■ SOURCE EXCERPT:
◇ ◇ ◇
Although Defendants do not challenge individual line billings as unreasonable, they do, as previously mentioned, take issue with counsel's requested fees in light of the simplicity of the matter and the resolution proposed by the parties at a very early stage of the litigation. See Doc. 22 at 3, 5-6. Unless the hours billed were reasonably expended, counsel is not entitled to compensation. "Hours are not reasonably expended if they are excessive, redundant, or otherwise unnecessary." Hensley, 461 U.S. at 433.

Although the court finds the bulk of the entries in counsel's fee petition reasonable, I find that certain entries are excessive or unreasonable in light of the lack of complexity and posture of the case. Counsel spent a total of 6.4 hours researching, drafting, and revising the Complaint and emailing the client regarding the Complaint. See Fee Petition Entries 1/22/2015 - 1/27/2015. Considering counsel's years of practice and reputation as "one of the best in this field, " see Doc. 21-2 at 7, I believe 4 hours billed at $450 per hour appropriate for a three-count complaint alleging overtime violations under federal and state law. See Mitchell v. City of Philadelphia, Civ. No. 99-6306, 2010 WL 1370863, at *10-11 (E.D. Pa. Apr. 5, 2010) (reducing hours spent on preparation of Complaint based on extensive experience in area); Rite Aid of Pa., Inc. v. Houstoun, Civ. No. 97-2120, 1999 WL 89712, at *2 (E.D. Pa. Jan. 19, 1999) (same).
◇ ◇ ◇
■ EXTRACTED DATA:
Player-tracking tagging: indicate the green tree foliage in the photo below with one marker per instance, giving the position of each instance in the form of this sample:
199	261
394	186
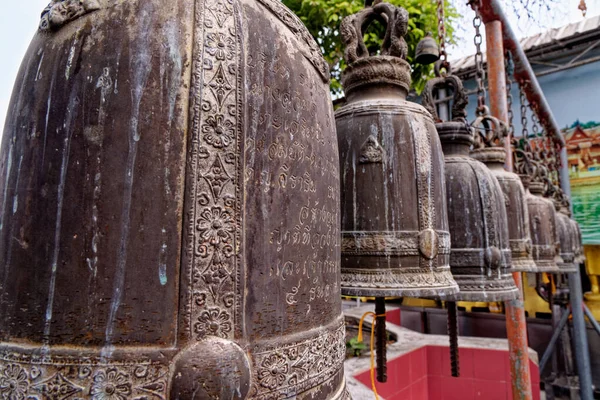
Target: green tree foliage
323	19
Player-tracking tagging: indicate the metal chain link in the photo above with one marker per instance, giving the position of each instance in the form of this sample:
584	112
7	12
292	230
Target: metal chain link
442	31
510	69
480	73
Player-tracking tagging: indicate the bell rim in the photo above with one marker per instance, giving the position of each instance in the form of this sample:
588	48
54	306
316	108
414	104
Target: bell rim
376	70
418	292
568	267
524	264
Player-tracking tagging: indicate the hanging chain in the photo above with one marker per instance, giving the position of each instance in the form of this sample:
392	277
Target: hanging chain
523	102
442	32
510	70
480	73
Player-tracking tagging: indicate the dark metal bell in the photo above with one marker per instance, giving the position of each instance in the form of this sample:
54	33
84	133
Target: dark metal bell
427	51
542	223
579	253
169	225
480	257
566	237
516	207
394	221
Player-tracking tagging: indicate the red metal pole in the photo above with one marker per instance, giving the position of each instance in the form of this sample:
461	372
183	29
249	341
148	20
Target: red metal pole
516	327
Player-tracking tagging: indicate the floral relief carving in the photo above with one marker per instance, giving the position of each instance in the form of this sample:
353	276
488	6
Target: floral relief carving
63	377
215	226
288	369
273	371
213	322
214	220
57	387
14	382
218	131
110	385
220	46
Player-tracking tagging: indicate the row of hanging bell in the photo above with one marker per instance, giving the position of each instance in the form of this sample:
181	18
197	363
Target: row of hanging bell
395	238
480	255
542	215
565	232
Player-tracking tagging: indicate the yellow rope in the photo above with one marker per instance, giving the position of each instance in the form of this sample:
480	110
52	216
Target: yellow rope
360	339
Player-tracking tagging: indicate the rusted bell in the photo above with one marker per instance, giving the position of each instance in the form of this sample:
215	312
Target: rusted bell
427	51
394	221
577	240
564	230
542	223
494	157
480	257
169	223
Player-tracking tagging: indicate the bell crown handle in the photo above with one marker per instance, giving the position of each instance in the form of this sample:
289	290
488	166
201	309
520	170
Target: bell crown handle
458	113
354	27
◇ ◇ ◇
■ EXERCISES:
[1] Answer these questions about the fee ruling excerpt, one line each:
(a) According to the quote from Hensley, when are hours not reasonably expended?
(b) How many hours did counsel spend in total on the Complaint and related client emails?
(c) What hourly rate does the court use for the 4 hours it finds appropriate?
[2] Pick up the fee ruling excerpt after its final sentence and keep writing it.

■ EXERCISE ANSWERS:
[1]
(a) When they are excessive, redundant, or otherwise unnecessary.
(b) 6.4 hours.
(c) $450 per hour.

[2]
At sometime in mid-April, Defendant proposed a new job offer to Plaintiff. See Fee Petition Entry 4/17/2015; Doc. 22 at 4 (noting that "parties had essentially agreed to resolve the claim" at the time of the settlement conference). On April 21, 2015, after the discussions regarding a new job had begun, counsel participated in a Rule 16 call with Judge McLaughlin. See Fee Petition Entries 4/17/2015 & 4/21/2015. Counsel claims.4 hours spent preparing for and participating in that conference call. Based on the minute entry filed by Judge McLaughlin's chambers, that call took five minutes. See Doc. 12. (This seems appropriate considering the basic scheduling discussed and the posture of the case with a proposed resolution with a job offer). Thus, I will reduce the entry for April 21 to.2 hours.

In preparation for the settlement conference, I request counsel to provide a brief statement of the case. See Doc. 14. Counsel complied with this request and billed for a total of 2.3 hours for this activity. Considering that much of the factual statement in the settlement memorandum is taken from the Complaint and the brevity which I request, 2.3 hours seems excessive for preparation of this document and I will reduce it by.3 hours.

After the settlement conference, at which time an agreement in principal was reached regarding a new job for Plaintiff, counsel spent 4.2 hours reviewing and revising the employment agreement and drafting the settlement agreement. This is excessive in light of the agreement reached and counsel's expertise. I will reduce this to 2 hours.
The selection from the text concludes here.